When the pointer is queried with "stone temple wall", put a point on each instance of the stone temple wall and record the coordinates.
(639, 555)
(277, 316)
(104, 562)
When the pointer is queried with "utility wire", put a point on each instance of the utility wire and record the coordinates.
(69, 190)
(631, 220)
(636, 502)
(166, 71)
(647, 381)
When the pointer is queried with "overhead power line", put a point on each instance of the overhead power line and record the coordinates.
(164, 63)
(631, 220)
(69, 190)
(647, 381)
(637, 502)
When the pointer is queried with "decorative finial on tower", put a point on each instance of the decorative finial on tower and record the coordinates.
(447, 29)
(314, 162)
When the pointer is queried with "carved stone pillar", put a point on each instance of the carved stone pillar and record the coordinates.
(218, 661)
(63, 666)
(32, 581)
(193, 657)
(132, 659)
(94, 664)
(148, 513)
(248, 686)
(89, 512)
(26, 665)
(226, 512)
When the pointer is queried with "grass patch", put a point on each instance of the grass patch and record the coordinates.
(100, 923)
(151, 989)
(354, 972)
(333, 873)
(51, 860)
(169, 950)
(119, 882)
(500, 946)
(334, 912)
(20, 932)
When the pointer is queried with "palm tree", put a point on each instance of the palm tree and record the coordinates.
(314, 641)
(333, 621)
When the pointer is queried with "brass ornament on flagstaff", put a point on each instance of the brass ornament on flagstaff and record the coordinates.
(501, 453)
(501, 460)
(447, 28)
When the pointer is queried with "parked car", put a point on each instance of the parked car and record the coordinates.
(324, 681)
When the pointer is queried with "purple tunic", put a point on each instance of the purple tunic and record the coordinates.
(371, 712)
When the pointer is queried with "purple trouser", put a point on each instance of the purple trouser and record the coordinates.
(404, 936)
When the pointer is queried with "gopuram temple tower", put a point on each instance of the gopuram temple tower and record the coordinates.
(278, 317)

==

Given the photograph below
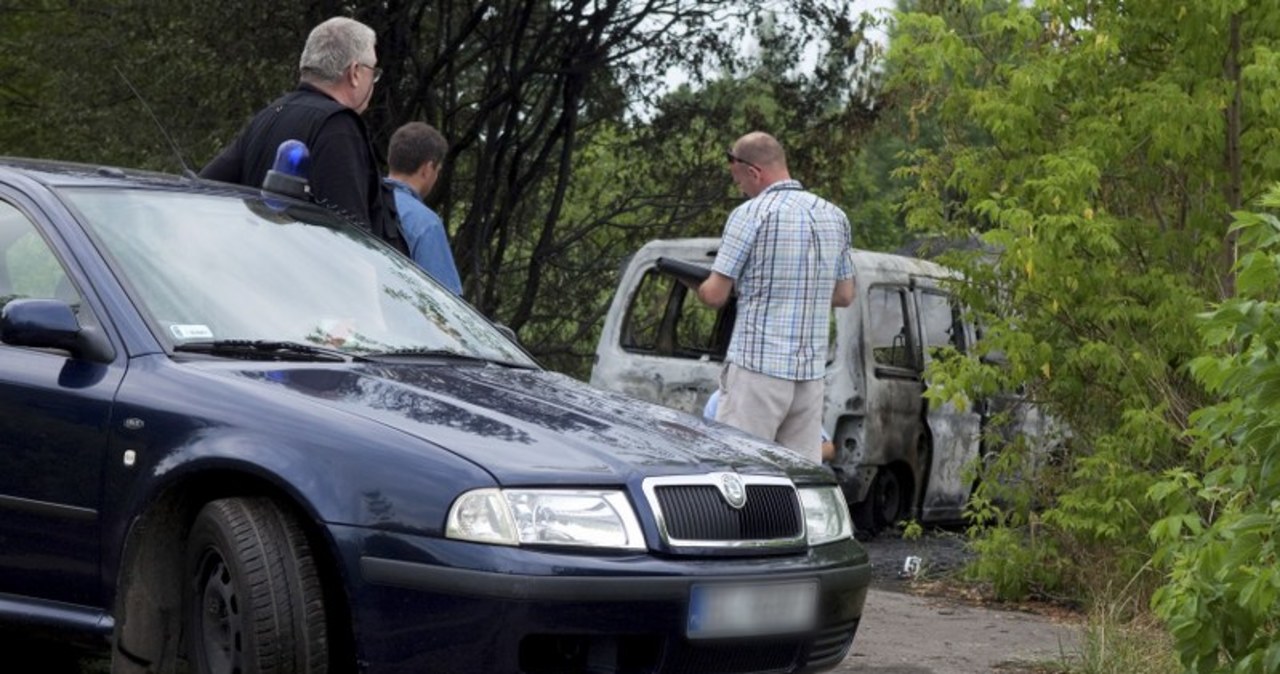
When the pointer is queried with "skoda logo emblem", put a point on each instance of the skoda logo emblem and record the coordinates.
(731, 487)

* * *

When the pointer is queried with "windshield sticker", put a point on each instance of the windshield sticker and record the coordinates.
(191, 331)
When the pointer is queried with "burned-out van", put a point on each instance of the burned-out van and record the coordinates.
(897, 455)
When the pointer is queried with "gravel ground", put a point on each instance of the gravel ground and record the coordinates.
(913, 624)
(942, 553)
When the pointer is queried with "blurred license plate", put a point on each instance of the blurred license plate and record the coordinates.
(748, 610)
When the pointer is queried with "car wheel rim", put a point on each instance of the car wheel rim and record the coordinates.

Stated problem. Copy out every line of the records above that contains the string "temple". Treat uppercase and lowercase as different.

Correct answer.
When the pointer is queried with "stone temple wall", put a point on each instance of the stone temple wall and record the coordinates.
When the pointer is queried with "gopuram temple tower", put a point on each instance of the gopuram temple tower and record the coordinates.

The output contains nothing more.